What is needed | Transcribe the part of the text on shared_ld_transactions for vector loads that opens with the words containing "The total amount" and closes with "in Figure 18.".

Extracted text |

>> Start

Understanding “shared_ld_transactions” in context of vector loads


We are trying to understand meaning of “shared_ld_transaction” nvprof event in context of vector shared memory loads on sm_60.

Looking at https://docs.nvidia.com/cuda/cuda-c-programming-guide/index.html#shared-memory-6-x which points to https://docs.nvidia.com/cuda/cuda-c-programming-guide/index.html#shared-memory-5-x,

Shared memory has 32 banks that are organized such that successive 32-bit words map to successive banks. Each bank has a bandwidth of 32 bits per clock cycle.

We have a kernel which is does following access:

reinterpret_cast<float2*>(reg)[0] = reinterpret_cast<float2*>(sbuf)[threadIdx.x%Input_Side_Width];

Consider Input_Side_Width is 4:

The total amount of unique data accessed by warp from shared memory is: 4 (distinct threads) * 2 (float 2) * 4 (sizeof(float)) = 32 bytes.

  1. The access pattern confirms to the broadcast mechanism in Figure 18.

>> End

Data provided |
>> Start

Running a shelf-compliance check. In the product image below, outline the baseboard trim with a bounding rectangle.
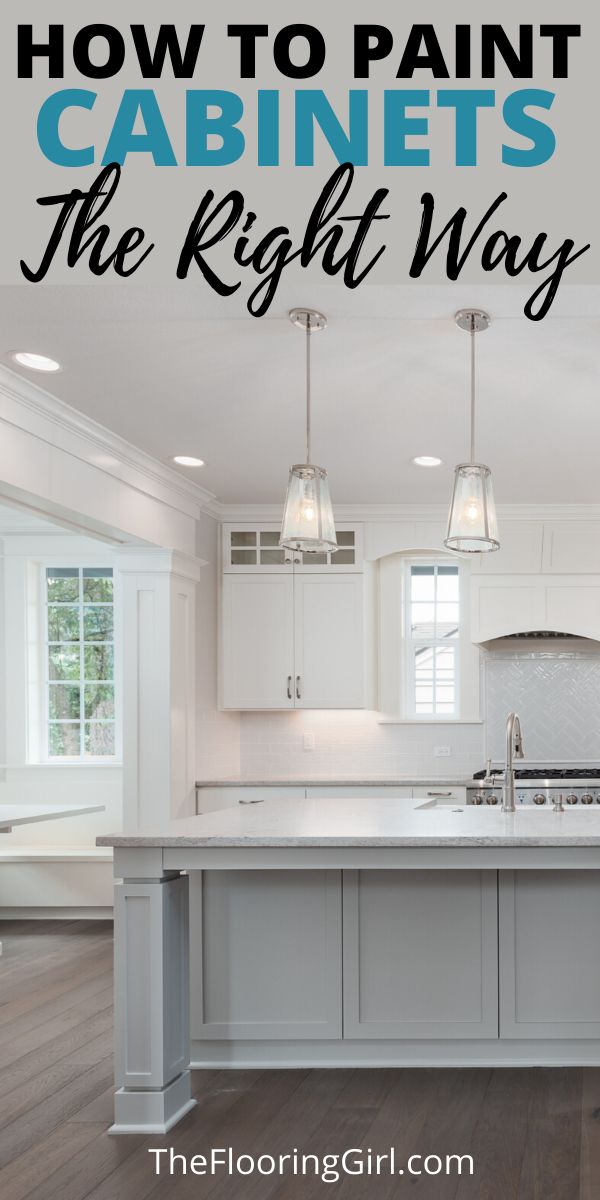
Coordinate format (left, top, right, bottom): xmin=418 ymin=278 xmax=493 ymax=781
xmin=0 ymin=905 xmax=113 ymax=920
xmin=191 ymin=1039 xmax=600 ymax=1070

>> End

Exercise answer |
The total amount of unique data accessed by warp from shared memory is: 4 (distinct threads) * 2 (float 2) * 4 (sizeof(float)) = 32 bytes.

  1. The access pattern confirms to the broadcast mechanism in Figure 18.